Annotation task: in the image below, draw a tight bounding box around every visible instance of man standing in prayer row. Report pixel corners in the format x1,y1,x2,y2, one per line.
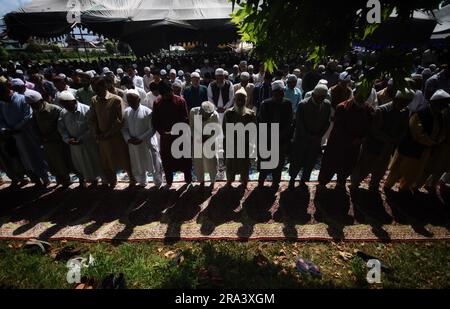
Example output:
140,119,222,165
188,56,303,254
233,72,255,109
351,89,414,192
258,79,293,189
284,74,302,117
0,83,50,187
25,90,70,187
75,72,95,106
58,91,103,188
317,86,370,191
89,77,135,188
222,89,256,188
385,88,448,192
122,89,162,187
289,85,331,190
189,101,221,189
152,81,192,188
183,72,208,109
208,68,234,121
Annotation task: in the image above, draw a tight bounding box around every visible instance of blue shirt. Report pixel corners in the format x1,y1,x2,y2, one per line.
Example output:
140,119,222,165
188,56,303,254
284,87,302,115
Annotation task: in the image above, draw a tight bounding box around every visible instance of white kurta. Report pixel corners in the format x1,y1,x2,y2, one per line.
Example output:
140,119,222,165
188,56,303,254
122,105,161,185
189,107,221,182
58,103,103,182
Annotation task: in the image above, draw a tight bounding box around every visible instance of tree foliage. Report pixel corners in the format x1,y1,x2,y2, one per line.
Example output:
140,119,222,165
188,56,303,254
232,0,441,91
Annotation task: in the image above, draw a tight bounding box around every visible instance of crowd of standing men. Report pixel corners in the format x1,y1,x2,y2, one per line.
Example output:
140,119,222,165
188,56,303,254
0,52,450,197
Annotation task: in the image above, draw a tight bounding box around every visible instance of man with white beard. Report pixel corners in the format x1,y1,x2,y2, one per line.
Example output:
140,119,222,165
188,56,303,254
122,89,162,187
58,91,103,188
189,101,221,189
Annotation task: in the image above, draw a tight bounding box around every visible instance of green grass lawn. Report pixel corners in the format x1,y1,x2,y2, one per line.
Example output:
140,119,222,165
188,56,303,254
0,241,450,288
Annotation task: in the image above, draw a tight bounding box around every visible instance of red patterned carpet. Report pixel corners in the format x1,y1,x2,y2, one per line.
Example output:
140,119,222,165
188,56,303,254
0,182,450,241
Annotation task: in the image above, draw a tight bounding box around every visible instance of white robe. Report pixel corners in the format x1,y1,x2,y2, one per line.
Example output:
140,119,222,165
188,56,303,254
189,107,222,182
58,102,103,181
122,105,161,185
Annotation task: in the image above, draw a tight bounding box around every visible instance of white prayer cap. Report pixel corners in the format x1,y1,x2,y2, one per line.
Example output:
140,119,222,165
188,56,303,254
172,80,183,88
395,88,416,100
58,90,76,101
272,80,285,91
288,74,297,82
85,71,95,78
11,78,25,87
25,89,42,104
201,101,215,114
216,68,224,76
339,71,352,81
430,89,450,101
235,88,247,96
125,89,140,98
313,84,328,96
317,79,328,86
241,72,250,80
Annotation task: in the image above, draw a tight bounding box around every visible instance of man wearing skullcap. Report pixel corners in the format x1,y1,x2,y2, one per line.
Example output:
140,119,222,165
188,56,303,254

○ ○ ○ ○

**Stated goal**
Revise the stretch of rows from the start through the line containing "0,241,450,288" so that "Example output" becomes "Sample output" and nothing else changes. Leave the pictures out of your answer.

**Task solution**
Annotation task: in the image below, draw a tight bounding box around every visible instance of man standing in prayer row. Report pixel corners in the format x1,y1,x2,y2, one per line.
Sample output:
140,119,222,165
188,56,303,254
233,72,255,109
351,89,414,192
258,79,293,189
284,74,302,117
0,83,50,187
25,90,70,187
75,72,95,106
58,91,103,188
317,86,370,191
89,77,135,188
222,89,256,188
385,88,448,192
122,89,162,187
289,85,331,190
189,101,221,189
152,81,192,188
183,72,208,109
208,68,234,121
Annotation task: in the image above, draw a tight bounding box around every visible instance of blue shirt. Report pixel corners in the format x1,y1,x2,y2, one per line.
Sample output:
140,119,222,165
188,56,303,254
284,87,302,115
Annotation task: in the image above, draw a tight bounding box around every visible instance of white kurta. Report pixel corners in the format x1,y1,x2,y2, one per line.
Sample output:
140,119,222,165
188,56,303,254
122,105,161,185
189,107,221,182
58,103,103,182
Annotation task: in the image above, draw a tight bounding box around every visible instance of tree foliage. Report pixel corners in the format x1,y1,x2,y2, one per line.
Sample output:
140,119,222,165
188,56,303,254
232,0,441,91
Annotation task: in the image above, draw a tight bounding box around every visible instance of crowd of standing men. Report pixel corners in the format x1,y1,x2,y2, one per line.
Sample output:
140,119,222,165
188,56,303,254
0,52,450,197
Annotation task: in the image above, draw a tight bounding box around every visible instance of man with white beard. Report pixel corners in the format x1,y1,x2,y2, one per line.
Sample output:
140,119,222,165
188,56,303,254
122,89,162,187
58,91,103,188
189,101,221,189
Annotation task: in the image above, draw a tight bounding box around every visible instance of green grass lawn. Report pixel corners in the format x1,y1,x2,y2, one per line.
Sample output:
140,119,222,165
188,56,303,254
0,241,450,288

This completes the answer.